• _WORK TASK_: Take the line with "Could you point out the lemon shadow" and all lines after it, through the end of the records below, and repeat them exactly.

• _INPUT RECORDS_:
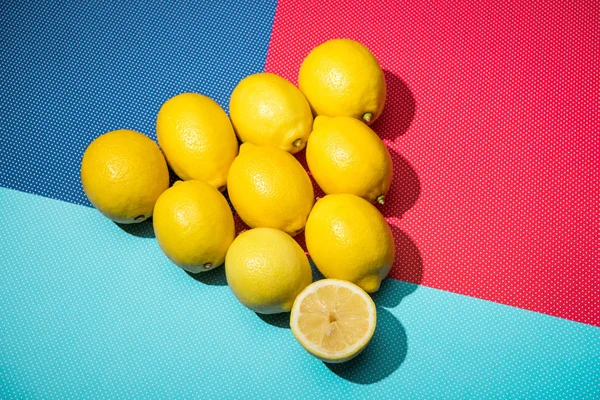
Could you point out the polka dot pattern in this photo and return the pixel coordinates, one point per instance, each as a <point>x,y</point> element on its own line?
<point>73,71</point>
<point>492,123</point>
<point>89,310</point>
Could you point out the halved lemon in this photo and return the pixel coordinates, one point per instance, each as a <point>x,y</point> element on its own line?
<point>333,320</point>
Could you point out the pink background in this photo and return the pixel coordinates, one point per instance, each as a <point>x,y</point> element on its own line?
<point>492,122</point>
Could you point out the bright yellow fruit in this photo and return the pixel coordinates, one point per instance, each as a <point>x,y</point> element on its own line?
<point>348,239</point>
<point>194,226</point>
<point>266,269</point>
<point>346,156</point>
<point>266,109</point>
<point>123,172</point>
<point>342,78</point>
<point>269,188</point>
<point>333,320</point>
<point>197,138</point>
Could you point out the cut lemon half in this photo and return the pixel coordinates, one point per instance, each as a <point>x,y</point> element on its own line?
<point>333,320</point>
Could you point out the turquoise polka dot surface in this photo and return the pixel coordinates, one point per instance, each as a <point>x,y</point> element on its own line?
<point>89,310</point>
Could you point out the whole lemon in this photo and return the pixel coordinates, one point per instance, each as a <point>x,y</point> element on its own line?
<point>267,109</point>
<point>123,172</point>
<point>194,225</point>
<point>269,188</point>
<point>342,78</point>
<point>197,138</point>
<point>266,269</point>
<point>346,156</point>
<point>349,239</point>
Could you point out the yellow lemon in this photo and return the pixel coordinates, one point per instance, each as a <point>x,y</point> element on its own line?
<point>346,156</point>
<point>348,239</point>
<point>266,269</point>
<point>333,320</point>
<point>266,109</point>
<point>342,78</point>
<point>197,138</point>
<point>269,188</point>
<point>194,225</point>
<point>123,172</point>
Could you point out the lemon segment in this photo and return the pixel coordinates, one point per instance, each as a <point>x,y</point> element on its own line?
<point>333,320</point>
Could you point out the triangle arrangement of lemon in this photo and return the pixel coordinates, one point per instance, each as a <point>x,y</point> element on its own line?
<point>333,320</point>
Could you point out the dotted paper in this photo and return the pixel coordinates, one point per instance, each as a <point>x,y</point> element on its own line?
<point>492,123</point>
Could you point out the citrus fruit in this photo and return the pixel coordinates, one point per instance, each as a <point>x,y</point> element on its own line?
<point>348,238</point>
<point>333,320</point>
<point>267,109</point>
<point>346,156</point>
<point>197,138</point>
<point>266,269</point>
<point>123,172</point>
<point>193,225</point>
<point>342,78</point>
<point>269,188</point>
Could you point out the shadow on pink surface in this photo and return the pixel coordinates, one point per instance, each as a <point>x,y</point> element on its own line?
<point>399,110</point>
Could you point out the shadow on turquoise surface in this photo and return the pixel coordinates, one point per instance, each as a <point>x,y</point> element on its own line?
<point>143,229</point>
<point>281,320</point>
<point>407,271</point>
<point>384,355</point>
<point>214,277</point>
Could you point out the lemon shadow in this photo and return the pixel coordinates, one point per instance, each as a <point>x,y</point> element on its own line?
<point>142,229</point>
<point>214,277</point>
<point>280,320</point>
<point>399,109</point>
<point>384,355</point>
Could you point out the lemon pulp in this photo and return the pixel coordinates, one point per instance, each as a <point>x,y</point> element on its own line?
<point>334,320</point>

• _SOLUTION FOR THIS TASK_:
Could you point out the lemon shadow in this photo and return the pixel coordinates, one point per instance, each as a <point>x,y</point> element on its own line?
<point>142,229</point>
<point>214,277</point>
<point>280,320</point>
<point>399,109</point>
<point>384,355</point>
Could you point out the lemon pulp in this photo and return the pixel coordinates, one point per instance, each as a <point>x,y</point> element on its own line?
<point>334,320</point>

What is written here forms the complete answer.